### What this task involves
Emit only the lines from the line containing "Can you locate the guardrail" through the last line of the entries, unchanged.

Records from a collection:
==========

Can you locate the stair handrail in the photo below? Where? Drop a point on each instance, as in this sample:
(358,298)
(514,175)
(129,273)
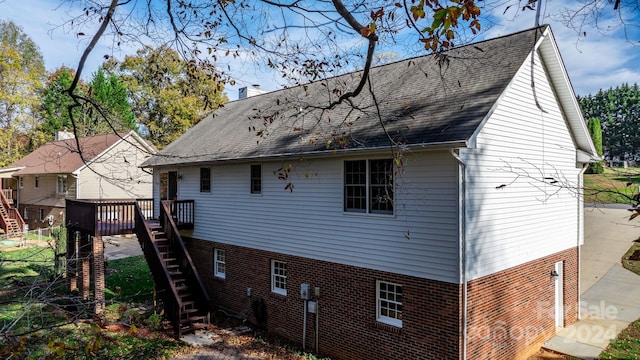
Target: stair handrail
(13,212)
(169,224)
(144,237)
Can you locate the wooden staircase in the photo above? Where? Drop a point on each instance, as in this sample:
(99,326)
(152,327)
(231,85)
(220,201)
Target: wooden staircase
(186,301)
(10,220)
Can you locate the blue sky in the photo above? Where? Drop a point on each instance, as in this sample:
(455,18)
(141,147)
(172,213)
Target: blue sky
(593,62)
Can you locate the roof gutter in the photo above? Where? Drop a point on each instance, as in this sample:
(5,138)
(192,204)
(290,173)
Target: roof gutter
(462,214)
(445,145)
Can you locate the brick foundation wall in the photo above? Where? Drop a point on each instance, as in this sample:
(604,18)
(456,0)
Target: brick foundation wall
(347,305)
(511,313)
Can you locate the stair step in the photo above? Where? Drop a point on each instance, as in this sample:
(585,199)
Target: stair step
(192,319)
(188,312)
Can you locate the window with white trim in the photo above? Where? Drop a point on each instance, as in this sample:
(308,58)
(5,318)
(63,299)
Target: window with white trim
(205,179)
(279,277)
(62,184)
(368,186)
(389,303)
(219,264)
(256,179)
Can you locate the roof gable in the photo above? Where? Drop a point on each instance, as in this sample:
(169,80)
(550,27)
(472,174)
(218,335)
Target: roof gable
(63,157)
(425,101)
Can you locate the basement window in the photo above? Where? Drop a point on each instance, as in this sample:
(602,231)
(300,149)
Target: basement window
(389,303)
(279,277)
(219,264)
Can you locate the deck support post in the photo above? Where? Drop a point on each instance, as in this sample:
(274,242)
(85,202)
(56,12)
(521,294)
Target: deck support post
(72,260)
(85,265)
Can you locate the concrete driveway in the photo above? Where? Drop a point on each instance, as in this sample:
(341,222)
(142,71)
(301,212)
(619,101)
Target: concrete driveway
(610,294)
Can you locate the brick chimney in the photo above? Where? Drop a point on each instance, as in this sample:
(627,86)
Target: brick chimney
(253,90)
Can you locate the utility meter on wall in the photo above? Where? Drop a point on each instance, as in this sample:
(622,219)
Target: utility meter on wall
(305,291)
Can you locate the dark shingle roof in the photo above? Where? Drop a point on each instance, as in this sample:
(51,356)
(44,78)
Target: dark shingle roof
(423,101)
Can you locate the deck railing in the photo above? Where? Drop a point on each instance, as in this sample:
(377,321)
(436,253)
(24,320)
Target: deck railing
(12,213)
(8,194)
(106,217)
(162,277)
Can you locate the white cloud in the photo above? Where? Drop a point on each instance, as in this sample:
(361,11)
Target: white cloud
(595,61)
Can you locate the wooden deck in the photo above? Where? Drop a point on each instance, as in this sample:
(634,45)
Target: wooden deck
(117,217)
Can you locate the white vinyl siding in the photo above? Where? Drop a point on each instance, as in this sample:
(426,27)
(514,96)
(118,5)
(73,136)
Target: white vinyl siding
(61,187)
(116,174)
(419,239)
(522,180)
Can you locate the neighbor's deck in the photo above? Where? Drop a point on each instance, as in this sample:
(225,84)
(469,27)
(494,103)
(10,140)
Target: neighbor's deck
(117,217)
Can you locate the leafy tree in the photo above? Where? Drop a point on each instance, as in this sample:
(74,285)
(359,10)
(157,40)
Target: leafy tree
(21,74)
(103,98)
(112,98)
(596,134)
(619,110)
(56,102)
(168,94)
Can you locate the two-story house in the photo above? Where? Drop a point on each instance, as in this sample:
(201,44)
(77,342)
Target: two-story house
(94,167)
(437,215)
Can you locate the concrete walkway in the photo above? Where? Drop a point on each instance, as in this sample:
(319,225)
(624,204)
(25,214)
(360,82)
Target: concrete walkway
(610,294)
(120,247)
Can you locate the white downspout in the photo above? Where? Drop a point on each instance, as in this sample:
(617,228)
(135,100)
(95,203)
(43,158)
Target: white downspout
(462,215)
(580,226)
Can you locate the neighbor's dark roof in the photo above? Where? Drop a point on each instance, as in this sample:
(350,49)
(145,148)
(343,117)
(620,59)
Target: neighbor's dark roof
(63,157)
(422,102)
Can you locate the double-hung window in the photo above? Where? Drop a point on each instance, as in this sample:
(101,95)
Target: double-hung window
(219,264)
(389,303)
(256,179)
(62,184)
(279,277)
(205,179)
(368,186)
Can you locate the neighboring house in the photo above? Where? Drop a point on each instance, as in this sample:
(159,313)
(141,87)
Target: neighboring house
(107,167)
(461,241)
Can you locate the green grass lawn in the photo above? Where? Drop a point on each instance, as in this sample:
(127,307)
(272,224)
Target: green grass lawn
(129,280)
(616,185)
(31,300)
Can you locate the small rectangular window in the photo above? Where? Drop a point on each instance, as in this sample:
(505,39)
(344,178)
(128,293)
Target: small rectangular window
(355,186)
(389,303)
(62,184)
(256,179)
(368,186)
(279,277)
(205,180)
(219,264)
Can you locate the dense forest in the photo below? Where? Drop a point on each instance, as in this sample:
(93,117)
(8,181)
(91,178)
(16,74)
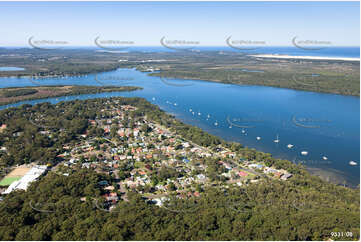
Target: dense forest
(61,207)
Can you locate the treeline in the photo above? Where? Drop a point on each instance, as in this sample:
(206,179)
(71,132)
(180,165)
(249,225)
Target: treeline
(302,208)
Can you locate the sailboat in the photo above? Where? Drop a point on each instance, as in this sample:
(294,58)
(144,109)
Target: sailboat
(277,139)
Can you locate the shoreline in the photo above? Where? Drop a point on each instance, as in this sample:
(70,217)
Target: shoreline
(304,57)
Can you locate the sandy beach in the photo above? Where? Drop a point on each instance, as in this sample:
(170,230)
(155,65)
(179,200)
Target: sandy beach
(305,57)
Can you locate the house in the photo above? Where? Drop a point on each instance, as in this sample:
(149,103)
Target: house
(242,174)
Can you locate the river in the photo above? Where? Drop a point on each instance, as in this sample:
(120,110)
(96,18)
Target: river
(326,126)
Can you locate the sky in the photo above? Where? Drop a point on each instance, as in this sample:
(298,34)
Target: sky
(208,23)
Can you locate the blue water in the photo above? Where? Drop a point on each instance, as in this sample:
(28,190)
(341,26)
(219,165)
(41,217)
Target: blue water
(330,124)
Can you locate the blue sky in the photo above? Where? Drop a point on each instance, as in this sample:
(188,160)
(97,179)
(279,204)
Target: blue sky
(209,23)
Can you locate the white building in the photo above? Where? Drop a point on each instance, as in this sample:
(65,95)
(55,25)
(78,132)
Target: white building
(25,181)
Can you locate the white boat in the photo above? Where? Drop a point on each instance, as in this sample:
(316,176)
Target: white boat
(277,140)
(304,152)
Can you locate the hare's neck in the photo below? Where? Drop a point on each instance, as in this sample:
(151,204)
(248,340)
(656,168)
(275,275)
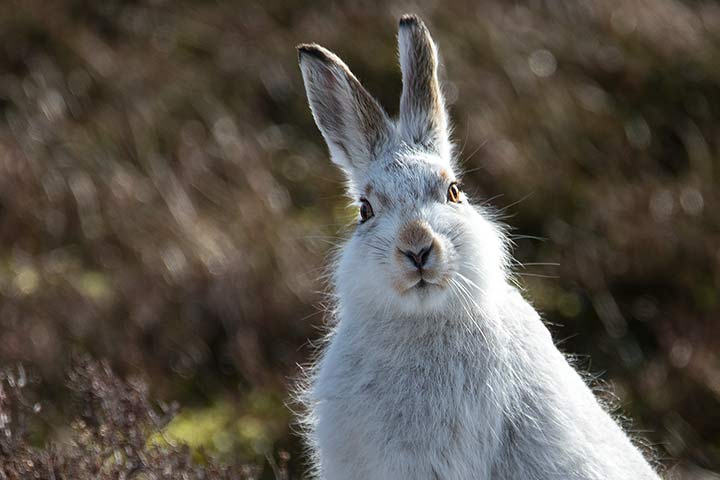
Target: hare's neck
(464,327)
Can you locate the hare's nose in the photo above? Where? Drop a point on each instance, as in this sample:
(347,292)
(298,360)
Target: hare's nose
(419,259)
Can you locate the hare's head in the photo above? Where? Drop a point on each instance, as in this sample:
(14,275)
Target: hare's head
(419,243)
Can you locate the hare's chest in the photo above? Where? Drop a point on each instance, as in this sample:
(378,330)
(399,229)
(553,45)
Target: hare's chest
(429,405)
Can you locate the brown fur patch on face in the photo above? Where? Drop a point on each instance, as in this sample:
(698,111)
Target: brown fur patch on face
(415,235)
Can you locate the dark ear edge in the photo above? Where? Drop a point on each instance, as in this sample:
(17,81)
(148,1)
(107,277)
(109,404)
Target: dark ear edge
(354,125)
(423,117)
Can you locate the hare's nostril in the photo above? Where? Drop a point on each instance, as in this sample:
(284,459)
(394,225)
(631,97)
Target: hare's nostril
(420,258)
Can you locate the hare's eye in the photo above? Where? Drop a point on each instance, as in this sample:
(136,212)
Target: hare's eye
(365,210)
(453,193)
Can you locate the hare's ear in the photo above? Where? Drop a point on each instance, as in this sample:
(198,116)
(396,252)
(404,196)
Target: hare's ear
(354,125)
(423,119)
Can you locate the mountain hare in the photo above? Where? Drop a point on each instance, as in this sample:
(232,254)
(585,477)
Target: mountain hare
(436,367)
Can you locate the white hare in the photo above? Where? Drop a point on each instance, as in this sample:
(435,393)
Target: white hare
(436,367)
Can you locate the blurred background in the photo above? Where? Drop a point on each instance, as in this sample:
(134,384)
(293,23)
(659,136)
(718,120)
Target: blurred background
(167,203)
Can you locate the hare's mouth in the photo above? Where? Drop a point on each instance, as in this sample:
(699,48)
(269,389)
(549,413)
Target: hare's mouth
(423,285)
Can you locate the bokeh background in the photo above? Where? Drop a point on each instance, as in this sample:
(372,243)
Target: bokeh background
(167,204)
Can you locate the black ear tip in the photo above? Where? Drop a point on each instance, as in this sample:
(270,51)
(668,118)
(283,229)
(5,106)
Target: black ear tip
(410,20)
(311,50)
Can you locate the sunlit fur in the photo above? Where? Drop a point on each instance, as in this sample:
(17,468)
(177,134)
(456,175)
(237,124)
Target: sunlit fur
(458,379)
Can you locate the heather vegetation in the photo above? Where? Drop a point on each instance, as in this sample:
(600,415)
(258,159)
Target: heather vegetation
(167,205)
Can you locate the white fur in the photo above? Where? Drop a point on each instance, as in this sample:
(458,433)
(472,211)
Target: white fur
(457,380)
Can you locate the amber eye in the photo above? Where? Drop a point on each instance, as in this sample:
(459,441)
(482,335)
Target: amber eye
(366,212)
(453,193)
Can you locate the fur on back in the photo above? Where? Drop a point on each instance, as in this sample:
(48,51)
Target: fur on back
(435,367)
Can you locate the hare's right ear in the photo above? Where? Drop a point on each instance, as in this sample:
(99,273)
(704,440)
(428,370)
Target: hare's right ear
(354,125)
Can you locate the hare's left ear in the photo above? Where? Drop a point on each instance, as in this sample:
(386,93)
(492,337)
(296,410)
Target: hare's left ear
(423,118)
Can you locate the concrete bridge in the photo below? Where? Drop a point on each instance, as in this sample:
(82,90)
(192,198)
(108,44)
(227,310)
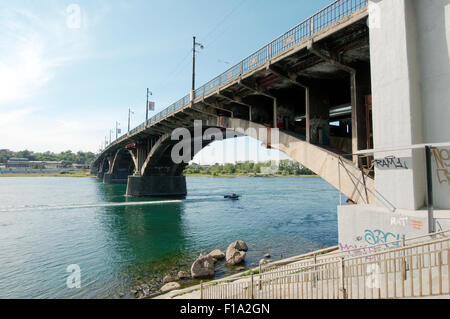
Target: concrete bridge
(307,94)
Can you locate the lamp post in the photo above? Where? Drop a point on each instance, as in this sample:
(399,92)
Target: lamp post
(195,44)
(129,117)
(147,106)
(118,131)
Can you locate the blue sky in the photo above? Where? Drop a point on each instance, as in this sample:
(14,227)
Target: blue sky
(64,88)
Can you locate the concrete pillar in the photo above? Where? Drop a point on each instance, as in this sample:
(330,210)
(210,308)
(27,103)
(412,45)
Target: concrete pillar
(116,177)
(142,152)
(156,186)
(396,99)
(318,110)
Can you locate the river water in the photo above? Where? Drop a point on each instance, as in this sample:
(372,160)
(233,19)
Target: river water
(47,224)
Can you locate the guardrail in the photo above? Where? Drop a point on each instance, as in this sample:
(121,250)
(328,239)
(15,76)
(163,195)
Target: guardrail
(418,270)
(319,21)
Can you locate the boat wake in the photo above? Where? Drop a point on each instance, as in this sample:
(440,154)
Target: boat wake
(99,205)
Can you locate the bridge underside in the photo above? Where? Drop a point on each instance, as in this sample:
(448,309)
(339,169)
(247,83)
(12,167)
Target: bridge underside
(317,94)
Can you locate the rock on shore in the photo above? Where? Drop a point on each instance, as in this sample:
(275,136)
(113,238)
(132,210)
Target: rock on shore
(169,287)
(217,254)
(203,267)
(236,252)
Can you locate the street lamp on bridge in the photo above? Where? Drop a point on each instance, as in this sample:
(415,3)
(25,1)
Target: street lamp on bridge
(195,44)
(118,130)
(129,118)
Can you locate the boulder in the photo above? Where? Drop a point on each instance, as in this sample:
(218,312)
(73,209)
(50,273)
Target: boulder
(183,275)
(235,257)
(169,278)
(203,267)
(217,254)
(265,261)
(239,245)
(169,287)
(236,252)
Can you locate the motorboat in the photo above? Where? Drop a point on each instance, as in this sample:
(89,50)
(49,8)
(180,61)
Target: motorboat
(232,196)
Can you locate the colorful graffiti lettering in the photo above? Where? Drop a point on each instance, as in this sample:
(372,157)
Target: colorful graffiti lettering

==========

### The reply
Can you locate the guardrail in the photo above? Where? Drop a point on each instance, as in this sample:
(121,250)
(328,239)
(15,76)
(163,195)
Target: guardrail
(418,270)
(319,21)
Can you locate the boat wake in the photo above? Where? Drop a point on each instance, as in this sample:
(440,154)
Target: boat wake
(99,205)
Can you locate the bridge underside in the photo above? Where? Drop a point on each instance, as in this sample:
(448,309)
(339,169)
(247,83)
(12,167)
Target: bridge underside
(317,94)
Can you locate the rock on shore in the photo above? Where? Drop a point on each instance, as in this sample:
(275,136)
(113,238)
(132,210)
Target: rock on shore
(169,287)
(217,254)
(203,267)
(236,252)
Can you locate the street lamp on bridge in the photo above? Where? Drop a point on each instance, as in this sample:
(415,3)
(25,1)
Target: street lamp on bridge
(195,44)
(118,130)
(129,118)
Can you locate the boulder in the photo above? Where? Drop a point on each instance, as in this sample:
(218,312)
(73,209)
(50,273)
Target: boulder
(183,275)
(235,257)
(169,278)
(203,267)
(217,254)
(265,261)
(239,245)
(169,287)
(236,252)
Can you locate the motorboat in the photo above? Where? Drop a point on each instance, as in this sample:
(89,50)
(49,8)
(180,61)
Target: motorboat
(232,196)
Can you locate the colorful graffiti lettering in the photo above? Where? Drop a point on each instance, as in this sample:
(372,157)
Target: colorful graffiti lettering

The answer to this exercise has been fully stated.